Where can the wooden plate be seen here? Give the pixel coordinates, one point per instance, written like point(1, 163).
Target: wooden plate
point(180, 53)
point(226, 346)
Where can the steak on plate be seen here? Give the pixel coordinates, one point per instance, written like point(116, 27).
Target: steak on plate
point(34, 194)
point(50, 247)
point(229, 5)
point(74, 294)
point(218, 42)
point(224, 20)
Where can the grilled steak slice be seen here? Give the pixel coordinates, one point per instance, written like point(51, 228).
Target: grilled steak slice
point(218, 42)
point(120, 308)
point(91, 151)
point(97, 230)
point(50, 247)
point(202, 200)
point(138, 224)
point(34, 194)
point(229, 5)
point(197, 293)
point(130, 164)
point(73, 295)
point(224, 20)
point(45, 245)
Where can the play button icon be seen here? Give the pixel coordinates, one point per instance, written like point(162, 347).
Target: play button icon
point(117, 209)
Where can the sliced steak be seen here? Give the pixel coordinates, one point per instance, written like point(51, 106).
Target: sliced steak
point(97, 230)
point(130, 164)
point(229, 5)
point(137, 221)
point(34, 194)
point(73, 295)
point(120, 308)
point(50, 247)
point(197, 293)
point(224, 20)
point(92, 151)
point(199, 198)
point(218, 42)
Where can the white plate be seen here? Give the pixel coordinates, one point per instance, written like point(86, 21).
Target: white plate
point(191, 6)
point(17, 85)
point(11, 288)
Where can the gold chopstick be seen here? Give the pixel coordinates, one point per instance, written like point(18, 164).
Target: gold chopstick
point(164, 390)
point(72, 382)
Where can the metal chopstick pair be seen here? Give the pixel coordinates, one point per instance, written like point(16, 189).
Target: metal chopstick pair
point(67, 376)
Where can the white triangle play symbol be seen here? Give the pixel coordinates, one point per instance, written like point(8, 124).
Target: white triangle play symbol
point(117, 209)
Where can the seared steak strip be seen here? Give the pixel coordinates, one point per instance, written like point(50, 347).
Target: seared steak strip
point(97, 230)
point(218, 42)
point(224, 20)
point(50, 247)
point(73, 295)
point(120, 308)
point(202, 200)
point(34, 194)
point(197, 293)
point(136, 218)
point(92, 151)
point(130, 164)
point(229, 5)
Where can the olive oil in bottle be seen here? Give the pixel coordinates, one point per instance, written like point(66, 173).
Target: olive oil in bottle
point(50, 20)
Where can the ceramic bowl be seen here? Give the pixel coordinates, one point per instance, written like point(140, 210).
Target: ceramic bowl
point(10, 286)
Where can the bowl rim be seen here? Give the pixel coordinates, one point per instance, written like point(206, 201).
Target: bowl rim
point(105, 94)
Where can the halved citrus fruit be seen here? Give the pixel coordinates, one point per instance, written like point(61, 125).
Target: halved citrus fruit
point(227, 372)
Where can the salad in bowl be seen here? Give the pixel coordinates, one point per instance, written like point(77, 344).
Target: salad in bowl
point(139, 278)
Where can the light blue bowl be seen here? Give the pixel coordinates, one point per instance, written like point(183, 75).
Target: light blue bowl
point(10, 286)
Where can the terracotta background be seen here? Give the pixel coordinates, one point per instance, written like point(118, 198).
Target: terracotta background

■ What to do
Starting with the line that contains "Where can the play" and ending after the line that contains "point(11, 288)", render those records as a two-column CSV with the headers request and answer, one row per request. Put the request text and its answer each in a single quoted field, and replace line breaks with spaces.

■ Solution to the exercise
request,answer
"Where can the play button icon be seen here? Give the pixel coordinates, one point per instance, written like point(162, 347). Target: play button icon","point(117, 209)"
"Where can the sliced steak be seen here? Give the pixel coordinates, one point per instance, written like point(51, 106). Target: sliced steak","point(97, 230) point(130, 164) point(229, 5) point(137, 221) point(34, 194) point(73, 295) point(120, 308) point(50, 247) point(197, 293) point(224, 20) point(92, 151) point(199, 198) point(218, 42)"
"Where can the white plate be seen here? Give the pixel coordinates, one point per instance, written like point(86, 21). Target: white plate","point(191, 6) point(17, 85) point(11, 288)"